Records provided:
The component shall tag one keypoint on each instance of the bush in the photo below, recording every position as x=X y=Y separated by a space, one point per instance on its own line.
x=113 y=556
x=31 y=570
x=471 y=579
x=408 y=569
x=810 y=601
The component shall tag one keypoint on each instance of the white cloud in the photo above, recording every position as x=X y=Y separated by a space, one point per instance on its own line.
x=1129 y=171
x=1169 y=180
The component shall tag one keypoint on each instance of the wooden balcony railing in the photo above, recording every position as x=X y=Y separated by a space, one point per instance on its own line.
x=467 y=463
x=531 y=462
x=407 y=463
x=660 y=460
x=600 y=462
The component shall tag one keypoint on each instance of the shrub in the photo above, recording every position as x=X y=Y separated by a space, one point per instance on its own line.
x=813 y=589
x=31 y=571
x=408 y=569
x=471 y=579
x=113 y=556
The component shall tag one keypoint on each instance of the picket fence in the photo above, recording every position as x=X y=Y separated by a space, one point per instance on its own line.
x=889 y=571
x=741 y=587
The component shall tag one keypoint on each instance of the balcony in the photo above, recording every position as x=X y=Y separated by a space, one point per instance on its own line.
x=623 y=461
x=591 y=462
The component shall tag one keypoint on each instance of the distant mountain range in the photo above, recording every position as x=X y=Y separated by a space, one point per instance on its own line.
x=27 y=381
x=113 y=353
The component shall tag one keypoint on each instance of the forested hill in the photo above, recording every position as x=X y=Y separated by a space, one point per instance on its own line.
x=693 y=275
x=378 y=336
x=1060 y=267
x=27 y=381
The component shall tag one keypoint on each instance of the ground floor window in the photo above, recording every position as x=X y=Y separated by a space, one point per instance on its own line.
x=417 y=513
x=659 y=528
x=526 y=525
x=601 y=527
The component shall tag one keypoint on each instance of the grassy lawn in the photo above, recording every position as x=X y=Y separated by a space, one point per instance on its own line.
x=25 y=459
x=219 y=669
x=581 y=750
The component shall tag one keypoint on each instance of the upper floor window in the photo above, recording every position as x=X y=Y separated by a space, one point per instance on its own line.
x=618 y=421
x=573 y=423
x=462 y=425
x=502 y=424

Task description:
Reproduce each line of the material above precisely.

Output below:
The component shall tag one keypoint on each instance of the bush in the photo below, recording every position as x=X y=Y separated by a space, one point per instance on its own line.
x=113 y=556
x=31 y=570
x=471 y=579
x=408 y=569
x=810 y=601
The component shall tag one keypoint on each instance of the white cloud in the photo above, recording every position as x=X y=Y separated by a space, one point per instance on its own line.
x=1129 y=171
x=1169 y=180
The component shall tag one keypoint on each instance of the wooden balcony railing in the photo above, recording every position as x=X y=Y separated by a space, one point per instance on its own line.
x=467 y=463
x=531 y=462
x=407 y=463
x=660 y=460
x=600 y=462
The component shall tag one keypoint on each instance of the shrub in the photo above, recording every position as x=X y=Y separated by a space, one point per instance on its own line.
x=813 y=589
x=31 y=571
x=408 y=569
x=471 y=579
x=113 y=556
The component shall tag one keypoint on each instance of the picket fence in the photo above, recording every position as x=X y=Y separated by a space, one point per instance on its own line.
x=889 y=571
x=741 y=587
The component shall tag one keypoint on each instance of the balcony in the photo above, recording every position as x=X y=Y separated by a space, one point per instance on its own line.
x=623 y=461
x=591 y=462
The component shall tag one keypoint on each instance of the distant mountain range in the photo above, recording every position as x=X y=Y separated by a space, one point per instance on its own line.
x=27 y=381
x=113 y=353
The component shall tag one keypoint on each instance of the forested hill in the photo above, recording every position as x=X y=Y separated by a space, one point per instance on its own line.
x=693 y=275
x=378 y=336
x=1060 y=267
x=27 y=381
The component shall tag one keypoint on each instance of the ground floor window in the photo above, recording every position as x=X y=Y separated by a space, one point per instance on its own line.
x=417 y=513
x=659 y=528
x=526 y=525
x=601 y=527
The component shall tag one keypoint on each instance of the grassy lawn in the photo above, recording every position as x=X y=Y separated by a space, one point per instance on its own line.
x=25 y=459
x=219 y=669
x=581 y=750
The component shall tag one keypoint on each instance of the upper floor window in the photo above, recording every position as x=X y=Y separated by a space, one point per instance on its own line.
x=618 y=421
x=573 y=423
x=462 y=425
x=502 y=424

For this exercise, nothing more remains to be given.